Render the lines of the listing as a JSON list of strings, one string per line with blank lines omitted, starting at the first line of the listing and ending at the line containing "(552, 119), (744, 452)", both included.
========================================
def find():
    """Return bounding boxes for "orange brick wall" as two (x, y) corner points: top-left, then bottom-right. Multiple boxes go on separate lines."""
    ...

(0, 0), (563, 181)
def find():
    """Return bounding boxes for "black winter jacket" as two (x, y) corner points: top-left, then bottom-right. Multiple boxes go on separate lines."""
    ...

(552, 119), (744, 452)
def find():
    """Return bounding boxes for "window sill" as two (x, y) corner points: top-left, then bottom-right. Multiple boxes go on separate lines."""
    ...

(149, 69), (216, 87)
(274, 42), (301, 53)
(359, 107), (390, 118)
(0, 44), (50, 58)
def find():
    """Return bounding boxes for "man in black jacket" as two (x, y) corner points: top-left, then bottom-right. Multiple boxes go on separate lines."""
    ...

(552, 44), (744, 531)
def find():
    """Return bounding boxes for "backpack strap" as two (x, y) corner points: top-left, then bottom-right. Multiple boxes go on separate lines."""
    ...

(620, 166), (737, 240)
========================================
◆ Exercise answer
[
  "def find():",
  "    \"\"\"Return bounding boxes for \"orange brick wall\" as two (x, y) corner points: top-left, then bottom-right. Multiple boxes go on separate lines.\"\"\"",
  "    ...",
  "(0, 0), (563, 181)",
  "def find():",
  "    \"\"\"Return bounding boxes for \"black winter jacket\" as two (x, y) corner points: top-left, then bottom-right. Multiple boxes go on separate lines.\"\"\"",
  "    ...",
  "(552, 119), (744, 452)"
]